Labeled-object pointing entries
━━━━━━━━━━━━━━━━
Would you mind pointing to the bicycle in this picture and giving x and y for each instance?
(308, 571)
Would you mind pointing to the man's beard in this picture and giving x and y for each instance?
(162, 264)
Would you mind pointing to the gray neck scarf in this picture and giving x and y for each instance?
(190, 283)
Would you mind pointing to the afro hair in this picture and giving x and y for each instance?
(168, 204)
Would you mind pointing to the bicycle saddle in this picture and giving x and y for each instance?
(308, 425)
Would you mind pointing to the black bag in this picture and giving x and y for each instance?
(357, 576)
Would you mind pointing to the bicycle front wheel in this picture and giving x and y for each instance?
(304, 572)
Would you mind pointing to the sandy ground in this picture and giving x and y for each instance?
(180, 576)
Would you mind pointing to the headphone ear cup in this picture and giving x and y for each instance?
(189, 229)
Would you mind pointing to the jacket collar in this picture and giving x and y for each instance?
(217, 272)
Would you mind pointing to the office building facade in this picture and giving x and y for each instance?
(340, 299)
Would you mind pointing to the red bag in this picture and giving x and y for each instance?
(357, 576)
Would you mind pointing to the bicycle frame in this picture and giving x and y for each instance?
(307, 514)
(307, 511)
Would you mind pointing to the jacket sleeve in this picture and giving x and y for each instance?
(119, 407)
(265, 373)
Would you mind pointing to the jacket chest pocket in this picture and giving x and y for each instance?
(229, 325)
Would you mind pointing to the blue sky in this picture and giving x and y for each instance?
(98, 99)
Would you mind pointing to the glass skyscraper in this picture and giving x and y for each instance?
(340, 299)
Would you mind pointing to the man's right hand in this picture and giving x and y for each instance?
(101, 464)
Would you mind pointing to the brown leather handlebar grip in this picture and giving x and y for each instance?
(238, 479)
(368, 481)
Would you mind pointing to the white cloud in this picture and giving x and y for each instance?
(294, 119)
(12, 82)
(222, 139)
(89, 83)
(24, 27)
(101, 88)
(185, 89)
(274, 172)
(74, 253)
━━━━━━━━━━━━━━━━
**TASK**
Reproduce the material verbatim, line by line.

**TASK RESPONSE**
Would you mind pointing to the bicycle in this picture and giving x and y for each instance?
(308, 571)
Would you mind pointing to the man's beard in this picture and giving x and y for each instance?
(162, 264)
Would you mind pointing to the gray neck scarf in this picture and giving x and y for each instance?
(190, 283)
Would you mind pointing to the afro hair in this picture and giving x and y for each instance?
(168, 204)
Would you mind pointing to the bicycle saddle in this picture and giving x and y for each instance?
(308, 425)
Would you mind pointing to the black bag in this picture and giving x and y for each instance?
(357, 576)
Would you mind pointing to the bicycle front wheel in this picture and giving x and y for each instance?
(304, 572)
Would you mind pointing to the sandy ground in this picture and giving x and y for each instance?
(180, 576)
Would you mind pointing to the headphone ear cup in this picture and giving x and y for each instance?
(189, 229)
Would you mind pointing to the jacket collar in this picture and giving x and y for each instance?
(217, 272)
Would you mind pointing to the office building facade in this picture and giving x and y for each instance?
(340, 299)
Would you mind pointing to the red bag in this picture and giving x and y for each instance?
(357, 576)
Would you mind pointing to the bicycle frame in this picture and giving x and y for each instance?
(307, 514)
(307, 511)
Would you mind pointing to the jacket sleeve in this picture and giving x and y for each instance?
(119, 407)
(265, 373)
Would you mind pointing to the jacket chest pocket in this picture and giving x and y for each instance?
(229, 325)
Would you mind pointing to the blue sky in this picture and giving x and y for each instance?
(98, 99)
Would you mind pointing to the glass skyscraper in this picture and giving x and y for each instance?
(340, 299)
Would you mind pointing to the man's right hand in this picture and giving x and y for each instance?
(101, 464)
Would you mind pointing to the brown leather handlebar grip in this picture and giving x and y for each instance?
(238, 479)
(368, 481)
Would you mind pointing to the white cloud in this picture and giving x and y for each instance?
(294, 119)
(12, 82)
(222, 139)
(89, 83)
(24, 27)
(101, 88)
(185, 89)
(274, 172)
(74, 253)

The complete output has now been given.